■ Objectives:
a) In the passage on derivatives, rewrite the paragraph beginning "The perceived value of our debt-instruments" as a short bulleted list that keeps its main facts.
b) Using the passage on derivatives, decide whether each statement agrees with it. Answer yes or no for each, and quote the words that decide it.
(i) World Gross Domestic Product is given as about $70 trillion.
(ii) In the magic-act comparison, the magician puts ten live rabbits into his hat.
(iii) The passage holds firmly that "financial sorcery" is an accurate description of derivatives.
c) Translate this sentence from the passage on derivatives into Spanish: "Thus, the process of “derivation” can be described as a kind of financial sorcery."

The perceived value of our debt-instruments is derived from the debtor’s promise to pay the debt.  The value of the debtor’s promise is derived from his life’s potential capacity to repay the debt.   But no mere promise can be construed as a tangible value.  If the debtor dies or goes bankrupt, his promise to repay the debt will be worthless—as will the debt-instrument which has no intrinsic value.

Financial Sorcery?

The derivative process is a kind of reverse “magic” act where the magician (banker) stuffs one live rabbit into his hat and then pulls out 100 “paper” (“derived”) rabbits that are accepted by the audience as being as real and valuable as the original rabbit.  But if you’re even called on to make a rabbit stew with a paper rabbit, you’ll see that the 100 “derived” (paper) rabbits are not equal to even one real rabbit.

Thus, the process of “derivation” can be described as a kind of financial sorcery.

OK—describing derivatives as “financial sorcery” may be going too far.

But if derivatives aren’t evidence of abracadabra! sorcery, they’re certainly evidence of illusion.   If not, how do you explain the presence of up to $1.4 quadrillion worth of “derivatives” in the world when the world’s Gross Domestic Product is only about $70 trillion?

How can we explain that the officially-recognized sum of derivatives is somewhere between 10 and 20 times the world’s total annual production?  That ratio can’t be real.  It must be illusory.

That illusion is made possible by the fact that the derivatives have no intrinsic value—which would be limited and precise.  Without an intrinsic but limited value, a financial instrument can be presumed to have any value we assign to it   One intrinsically-worthless piece of paper can be presumed to be worth thousands, millions or even trillions of dollars.

■ Given data:
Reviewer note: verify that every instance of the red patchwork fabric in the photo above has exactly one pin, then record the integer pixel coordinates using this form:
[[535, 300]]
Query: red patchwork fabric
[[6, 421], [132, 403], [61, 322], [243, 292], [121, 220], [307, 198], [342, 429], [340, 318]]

■ Worked answers:
a)
- A debt-instrument's perceived value comes from the debtor's promise to pay.
- That promise's value comes from the debtor's lifetime potential capacity to repay.
- A mere promise cannot be construed as a tangible value.
- If the debtor dies or goes bankrupt, the promise becomes worthless, and so does the debt-instrument, which has no intrinsic value.

b)
(i) Yes. "when the world’s Gross Domestic Product is only about $70 trillion"
(ii) No. "stuffs one live rabbit into his hat"
(iii) No. "OK—describing derivatives as “financial sorcery” may be going too far."

c) Así, el proceso de «derivación» puede describirse como una especie de hechicería financiera.